Input
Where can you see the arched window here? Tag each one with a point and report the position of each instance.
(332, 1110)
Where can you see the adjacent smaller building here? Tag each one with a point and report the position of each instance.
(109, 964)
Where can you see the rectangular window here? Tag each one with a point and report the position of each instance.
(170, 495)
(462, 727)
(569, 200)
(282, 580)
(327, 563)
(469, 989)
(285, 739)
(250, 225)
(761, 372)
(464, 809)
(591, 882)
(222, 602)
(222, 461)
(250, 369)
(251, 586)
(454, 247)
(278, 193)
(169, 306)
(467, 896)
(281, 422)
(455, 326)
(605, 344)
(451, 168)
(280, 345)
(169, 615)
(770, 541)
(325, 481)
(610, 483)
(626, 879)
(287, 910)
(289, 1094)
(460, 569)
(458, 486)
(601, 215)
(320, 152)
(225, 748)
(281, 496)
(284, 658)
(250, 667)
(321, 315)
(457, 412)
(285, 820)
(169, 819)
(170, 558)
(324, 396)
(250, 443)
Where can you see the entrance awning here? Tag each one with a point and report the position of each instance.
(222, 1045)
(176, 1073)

What you need to do
Revise the data above by changing "report the position" to "give the location" wherever it occurs, and reproduce the data in full with everything else left unchanged.

The reply
Where can you see the arched window here? Tag each one with a point and give the location of each instance.
(332, 1110)
Where can you see the adjacent smaller building here? Tag each one with a point and give the location of each instance.
(109, 964)
Where can you see the rectangular window here? Tag each one with a point and give the location of each instance.
(170, 495)
(462, 727)
(569, 200)
(282, 580)
(327, 563)
(469, 989)
(285, 739)
(250, 225)
(761, 372)
(464, 809)
(591, 882)
(222, 602)
(222, 461)
(250, 369)
(251, 586)
(454, 247)
(278, 193)
(169, 306)
(467, 896)
(281, 422)
(455, 326)
(605, 344)
(451, 168)
(280, 345)
(169, 615)
(770, 541)
(325, 481)
(610, 483)
(626, 879)
(287, 910)
(289, 1094)
(460, 569)
(458, 486)
(601, 215)
(320, 152)
(225, 748)
(281, 496)
(284, 658)
(250, 667)
(321, 315)
(457, 412)
(285, 820)
(169, 819)
(170, 558)
(324, 396)
(250, 443)
Where can you see the entrance awning here? Tag each one with a point and give the location of each instance.
(222, 1045)
(176, 1073)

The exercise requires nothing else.